* begin Selected excerpt *

Earlier this year, African actor Richard E. Grant finally received a reply to a fan letter he sent forty-seven years ago when he was fourteen. Grant, who is today an Oscar nominated supporting actor, wrote a fan letter to actress and singer Barbra Streisand, following her breakup with actor Ryan O’Neal.

A fourteen-year-old Grant wrote to Streisand from his home in Swaziland, “. . . to offer you an idea you might like to consider.” Unfortunately, he never received a reply. But this January, he tweeted about the letter and included a selfie he took near her Malibu, California home, and a photo of his letter. Within hours, he received a personal reply from Streisand, in which she congratulated him on his latest film role: “What a wonderful letter you wrote me when you were 14 . . . You’re terrific in your latest movie . . . Congratulations and love Barbra.” Grant was delighted and a bit overwhelmed by her reply. After all, it’s not every day you hear from one of your idols, especially after nearly fifty years.

We all like to get “fan letters,” even if they’re only small notes of encouragement from a parent or spouse, from the people who love us. Even better are love letters. But as we know, sometimes love letters don’t get answered—or we don’t get or can’t give the answer we’d like. Everyone has felt “unrequited love” at one time or another. And unfortunately, God is no different. Throughout history, God has offered us God’s love, only to have it rejected time and again.

* end Selected excerpt *
* begin Raw data *

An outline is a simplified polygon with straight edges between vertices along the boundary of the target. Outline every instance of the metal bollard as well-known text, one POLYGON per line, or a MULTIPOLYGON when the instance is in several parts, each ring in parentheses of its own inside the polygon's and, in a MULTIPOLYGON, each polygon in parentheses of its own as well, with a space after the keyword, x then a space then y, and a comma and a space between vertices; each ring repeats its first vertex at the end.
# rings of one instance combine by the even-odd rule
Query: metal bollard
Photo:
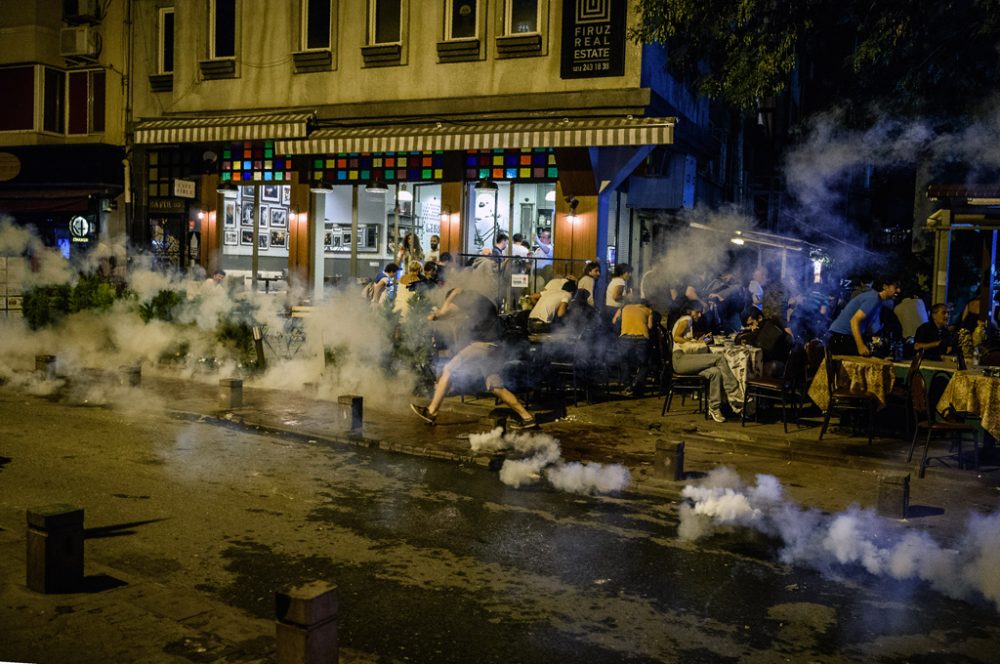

* end Raw data *

The tasks:
1) In the passage about Richard E. Grant's fan letter, where was Grant's home when he wrote to Streisand at fourteen?
2) Reproduce the passage about Grant's fan letter word for word, from "Earlier this year, African" to "actor Ryan O’Neal.".
The listing comes from a different source than the text.

Exercise results:
1) Swaziland.

2)
Earlier this year, African actor Richard E. Grant finally received a reply to a fan letter he sent forty-seven years ago when he was fourteen. Grant, who is today an Oscar nominated supporting actor, wrote a fan letter to actress and singer Barbra Streisand, following her breakup with actor Ryan O’Neal.